Complete the following
#1 Using the text on lemon and FODMAPs below, decide whether each statement agrees with it: (a) A medium lemon has no excess fructose. (b) Most lemon juice in grocery stores is made from fresh lemons rather than concentrate. (c) There is strong evidence that larger quantities of lemon juice contain fructans. Answer yes or no for each, and quote the words from the text that decide it.
#2 Pick up the text on lemon and FODMAPs below after its last sentence and write what comes next.

Document extract
Lemon is one of my favorite flavors. I love the smell of fresh lemon. It brightens my mood on even the dreariest days, sparking memories of a trip to the Italian island of Procida, where large lemons grow in abundance. You can imagine how happy I was, then, to learn that lemon fits nicely into a low FODMAP diet.
Lemon and lemon juice are low FODMAP at normal serving sizes. A medium lemon contains no excess fructose, while a tablespoon of fresh lemon juice has .01 grams of excess fructose, far below low FODMAP guidelines. In larger quantities, lemon juice may contain fructans, but evidence for this is sparse.
In this post we’ll look at the FODMAP content of lemon and lemon juice. It isn’t as straightforward as you’d think. That’s because most of the lemon juice sold in grocery stores is made from concentrate. And the concentrate making process changes the FODMAP content of the final product. Read on to learn more.
Note: all links in this post open in a new tab, unless otherwise stated. To learn more about how research for this site is conducted, please visit the data and methods page.
FODMAPs in Lemon
Researchers generally agree that lemons and lemon juice are low FODMAP.

Record extracts

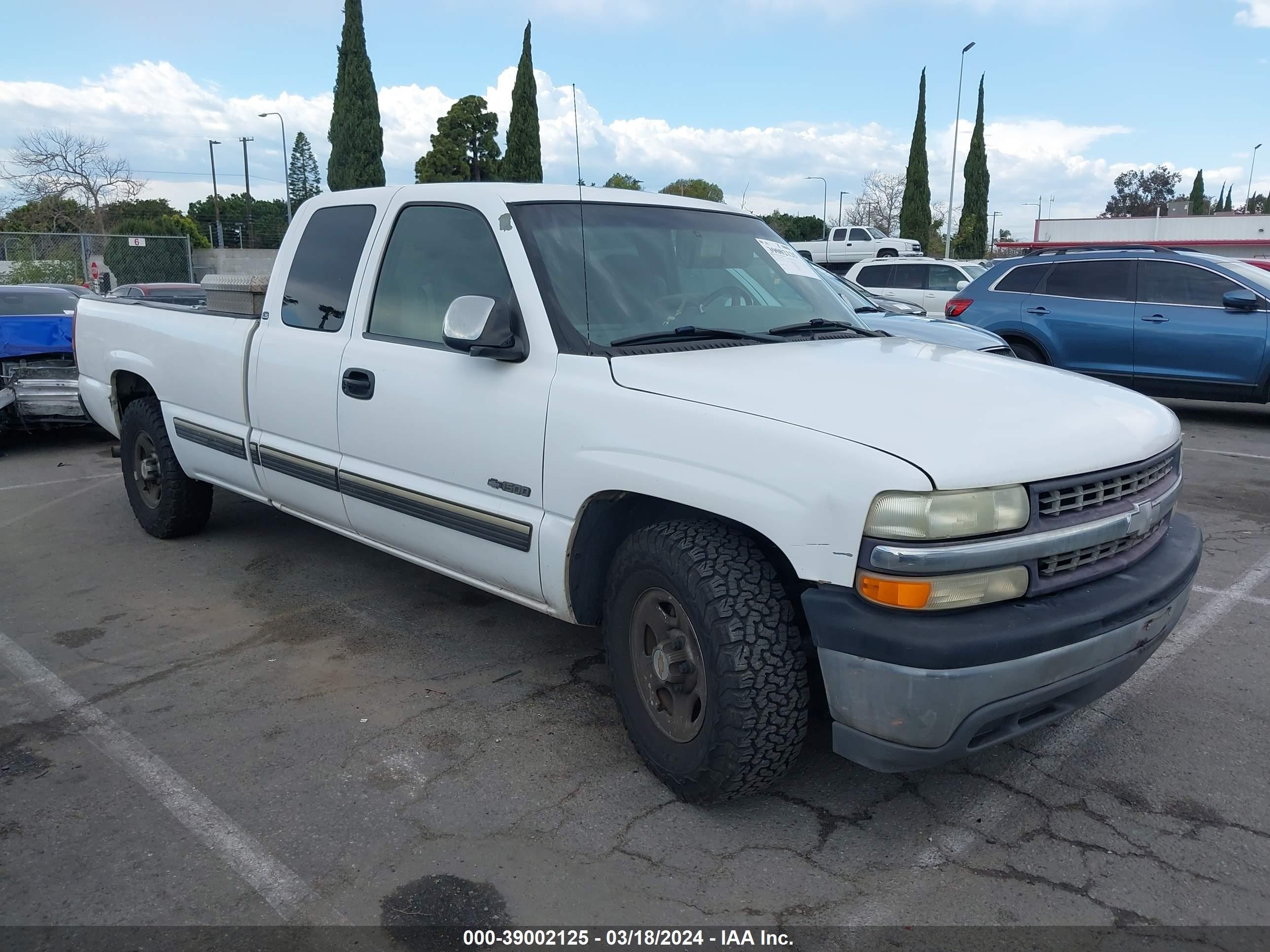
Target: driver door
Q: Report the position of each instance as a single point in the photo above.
(442, 452)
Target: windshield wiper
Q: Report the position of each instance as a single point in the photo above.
(689, 332)
(818, 324)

Answers to the exercise
#1
(a) Yes: "A medium lemon contains no excess fructose"
(b) No: "most of the lemon juice sold in grocery stores is made from concentrate"
(c) No: "but evidence for this is sparse"

#2
One study that analyzed nearly a dozen FODMAP food lists found that four included either lemon or lemon juice. All four report lemon and lemon juice are low FODMAP foods.1 Additionally, many reputable online sources, such as Mount Sinai hospital,2 include lemons on low FODMAP food lists.3
The FODMAPs of concern with regard to lemon are fructose and fructans. Like all fruit, lemon contains fructose, though in very small amounts.
However, it isn’t the amount of fructose in a food that determines whether it’s high or low FODMAP. Instead, FODMAP researchers look at the ratio of fructose to glucose. A food that contains more fructose than glucose is said to have excess fructose. It’s the amount of excess fructose that determines the FODMAP status of a food.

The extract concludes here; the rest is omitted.